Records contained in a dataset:
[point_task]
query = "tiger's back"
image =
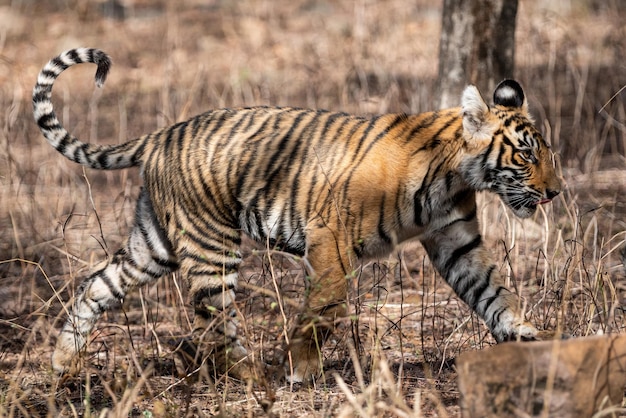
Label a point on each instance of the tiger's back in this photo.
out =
(278, 171)
(328, 186)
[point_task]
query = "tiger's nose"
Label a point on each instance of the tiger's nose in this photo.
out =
(551, 194)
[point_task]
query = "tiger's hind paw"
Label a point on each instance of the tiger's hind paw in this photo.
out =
(551, 335)
(213, 363)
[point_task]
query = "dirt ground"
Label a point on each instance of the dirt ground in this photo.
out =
(394, 355)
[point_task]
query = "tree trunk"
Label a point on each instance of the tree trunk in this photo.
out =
(477, 47)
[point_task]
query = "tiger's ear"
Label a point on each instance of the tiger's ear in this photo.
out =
(510, 94)
(476, 121)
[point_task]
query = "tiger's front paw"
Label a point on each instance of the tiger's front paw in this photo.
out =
(66, 361)
(515, 331)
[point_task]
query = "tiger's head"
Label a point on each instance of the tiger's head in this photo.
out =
(504, 152)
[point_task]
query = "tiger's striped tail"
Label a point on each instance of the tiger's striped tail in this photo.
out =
(102, 157)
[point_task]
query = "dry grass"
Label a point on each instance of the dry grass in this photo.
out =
(394, 356)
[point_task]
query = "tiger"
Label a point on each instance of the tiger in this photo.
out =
(333, 188)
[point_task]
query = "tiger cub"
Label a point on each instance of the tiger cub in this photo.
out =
(331, 187)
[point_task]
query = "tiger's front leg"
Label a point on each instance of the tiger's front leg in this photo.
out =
(458, 254)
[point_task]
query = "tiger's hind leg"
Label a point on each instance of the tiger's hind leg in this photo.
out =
(326, 304)
(146, 256)
(212, 274)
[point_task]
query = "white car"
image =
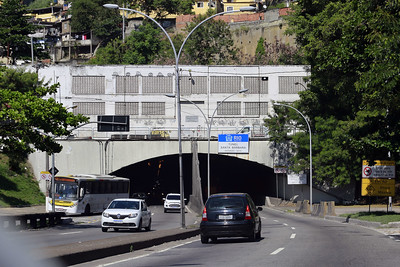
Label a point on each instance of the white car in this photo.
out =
(126, 213)
(172, 202)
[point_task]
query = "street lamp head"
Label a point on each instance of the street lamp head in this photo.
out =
(111, 6)
(248, 8)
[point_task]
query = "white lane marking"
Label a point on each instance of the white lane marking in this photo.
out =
(71, 233)
(148, 254)
(277, 251)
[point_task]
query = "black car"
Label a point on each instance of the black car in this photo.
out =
(230, 215)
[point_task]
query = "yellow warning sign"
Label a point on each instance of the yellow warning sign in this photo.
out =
(378, 187)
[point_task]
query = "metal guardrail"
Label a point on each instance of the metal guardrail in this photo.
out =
(33, 221)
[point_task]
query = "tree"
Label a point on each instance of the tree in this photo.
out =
(211, 44)
(352, 99)
(90, 16)
(14, 29)
(163, 7)
(27, 120)
(142, 46)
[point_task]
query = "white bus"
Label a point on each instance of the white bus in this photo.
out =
(86, 193)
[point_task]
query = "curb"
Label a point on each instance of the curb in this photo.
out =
(77, 253)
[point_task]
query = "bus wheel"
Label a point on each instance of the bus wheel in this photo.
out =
(148, 228)
(87, 210)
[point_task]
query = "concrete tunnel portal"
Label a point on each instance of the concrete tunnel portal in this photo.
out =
(159, 176)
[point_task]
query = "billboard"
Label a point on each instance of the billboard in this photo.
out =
(378, 179)
(233, 143)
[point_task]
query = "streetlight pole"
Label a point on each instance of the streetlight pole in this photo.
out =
(309, 131)
(209, 137)
(177, 56)
(209, 125)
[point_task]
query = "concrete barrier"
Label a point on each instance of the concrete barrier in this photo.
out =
(81, 252)
(38, 220)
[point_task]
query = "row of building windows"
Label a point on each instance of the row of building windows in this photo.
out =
(95, 85)
(158, 108)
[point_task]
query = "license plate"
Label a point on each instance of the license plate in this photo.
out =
(225, 217)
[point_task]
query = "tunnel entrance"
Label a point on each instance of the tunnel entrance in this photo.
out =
(159, 176)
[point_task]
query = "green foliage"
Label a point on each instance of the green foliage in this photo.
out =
(90, 15)
(210, 44)
(275, 53)
(352, 100)
(163, 7)
(260, 49)
(142, 46)
(376, 216)
(28, 121)
(37, 4)
(18, 188)
(14, 29)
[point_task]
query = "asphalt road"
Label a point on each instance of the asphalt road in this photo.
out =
(88, 228)
(287, 240)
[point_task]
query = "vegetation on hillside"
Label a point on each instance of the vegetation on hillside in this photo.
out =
(14, 30)
(352, 100)
(29, 121)
(18, 188)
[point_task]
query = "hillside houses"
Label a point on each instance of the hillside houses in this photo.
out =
(64, 45)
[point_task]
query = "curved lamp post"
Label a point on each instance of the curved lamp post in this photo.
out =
(209, 136)
(177, 56)
(209, 125)
(309, 131)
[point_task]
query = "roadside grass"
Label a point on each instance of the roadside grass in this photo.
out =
(375, 216)
(18, 188)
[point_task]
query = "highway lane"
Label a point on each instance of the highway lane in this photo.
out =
(287, 240)
(87, 228)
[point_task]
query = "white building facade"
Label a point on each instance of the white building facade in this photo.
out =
(140, 92)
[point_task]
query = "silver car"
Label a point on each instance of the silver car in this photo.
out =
(126, 213)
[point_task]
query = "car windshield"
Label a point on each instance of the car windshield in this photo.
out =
(225, 203)
(121, 204)
(173, 197)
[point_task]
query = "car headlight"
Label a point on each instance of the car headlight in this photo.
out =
(133, 215)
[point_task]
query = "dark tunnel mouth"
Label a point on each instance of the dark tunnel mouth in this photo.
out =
(160, 175)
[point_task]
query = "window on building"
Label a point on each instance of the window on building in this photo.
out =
(157, 85)
(229, 108)
(291, 84)
(256, 108)
(88, 85)
(256, 85)
(127, 84)
(89, 108)
(127, 108)
(193, 85)
(225, 84)
(153, 108)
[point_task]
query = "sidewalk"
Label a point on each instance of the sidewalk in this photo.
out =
(23, 210)
(391, 229)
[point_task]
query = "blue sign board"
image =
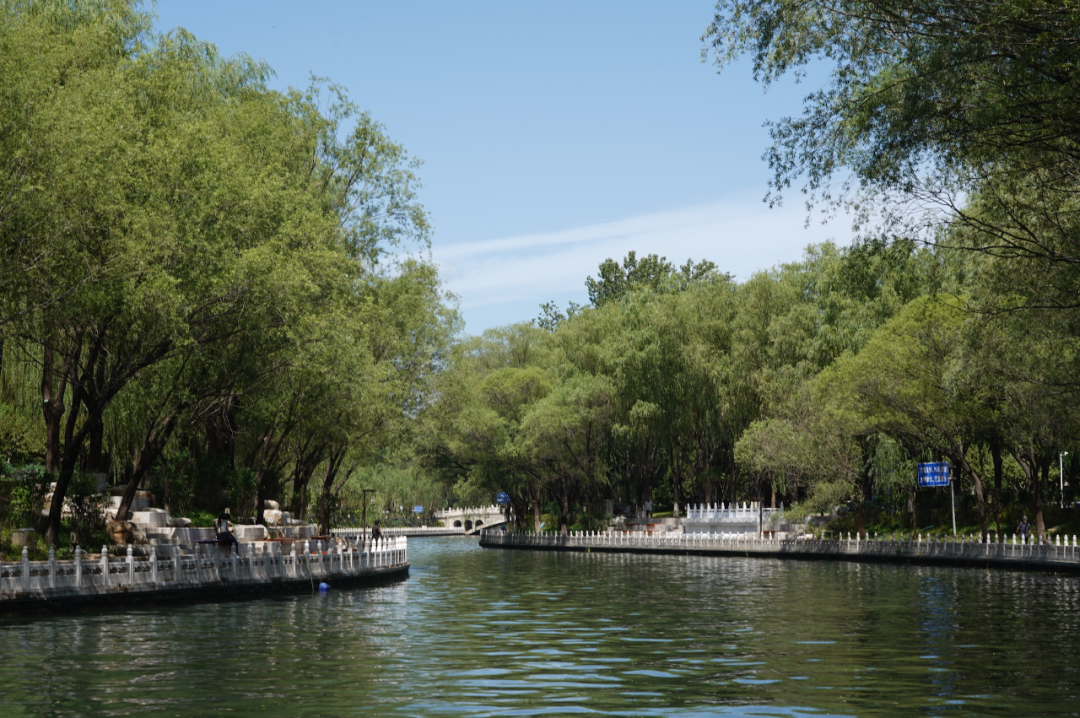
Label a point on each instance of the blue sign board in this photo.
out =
(934, 473)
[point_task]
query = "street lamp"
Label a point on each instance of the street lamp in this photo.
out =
(1061, 473)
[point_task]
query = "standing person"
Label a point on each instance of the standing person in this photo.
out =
(225, 533)
(1024, 529)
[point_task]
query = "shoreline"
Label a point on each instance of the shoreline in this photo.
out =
(205, 573)
(1047, 558)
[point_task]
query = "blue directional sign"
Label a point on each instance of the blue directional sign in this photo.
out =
(933, 473)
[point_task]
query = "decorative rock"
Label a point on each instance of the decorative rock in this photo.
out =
(21, 538)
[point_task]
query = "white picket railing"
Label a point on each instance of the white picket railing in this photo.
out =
(204, 566)
(964, 547)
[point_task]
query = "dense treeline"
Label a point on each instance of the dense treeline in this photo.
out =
(947, 332)
(820, 382)
(198, 295)
(197, 288)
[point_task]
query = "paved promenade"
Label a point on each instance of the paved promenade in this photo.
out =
(1055, 557)
(206, 572)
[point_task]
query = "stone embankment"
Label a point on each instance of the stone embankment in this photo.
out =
(196, 572)
(1056, 557)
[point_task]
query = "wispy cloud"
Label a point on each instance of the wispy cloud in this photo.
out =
(741, 235)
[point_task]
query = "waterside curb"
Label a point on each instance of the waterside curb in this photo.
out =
(59, 600)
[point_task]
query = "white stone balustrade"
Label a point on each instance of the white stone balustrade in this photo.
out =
(203, 566)
(729, 513)
(892, 547)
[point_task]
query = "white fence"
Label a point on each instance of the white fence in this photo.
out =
(90, 574)
(962, 549)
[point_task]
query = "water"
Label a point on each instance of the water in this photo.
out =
(508, 633)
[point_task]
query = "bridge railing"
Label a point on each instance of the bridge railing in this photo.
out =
(968, 547)
(204, 566)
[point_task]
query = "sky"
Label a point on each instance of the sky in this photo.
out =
(553, 134)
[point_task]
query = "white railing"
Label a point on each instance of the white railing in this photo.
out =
(963, 547)
(400, 530)
(206, 565)
(738, 513)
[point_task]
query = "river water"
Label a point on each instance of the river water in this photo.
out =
(481, 632)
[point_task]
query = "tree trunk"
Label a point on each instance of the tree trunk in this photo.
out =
(152, 446)
(324, 498)
(998, 474)
(564, 507)
(536, 509)
(52, 409)
(979, 489)
(1042, 474)
(95, 458)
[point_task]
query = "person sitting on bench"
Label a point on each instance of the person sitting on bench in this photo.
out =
(225, 534)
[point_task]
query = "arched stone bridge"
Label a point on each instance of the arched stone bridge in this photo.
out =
(471, 520)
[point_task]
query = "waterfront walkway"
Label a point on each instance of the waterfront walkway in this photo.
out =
(1058, 557)
(205, 572)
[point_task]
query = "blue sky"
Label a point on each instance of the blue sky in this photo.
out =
(553, 134)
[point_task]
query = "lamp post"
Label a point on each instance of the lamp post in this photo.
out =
(1061, 474)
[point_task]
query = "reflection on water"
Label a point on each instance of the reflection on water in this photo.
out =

About this task →
Which lines in the data above hold the string "grass"? Show each one.

Reply to the exercise →
query = "dry grass"
Label a point on each instance of the dry grass in this photo.
query = "roadside grass"
Label a point on each instance of the roadside grass in this photo.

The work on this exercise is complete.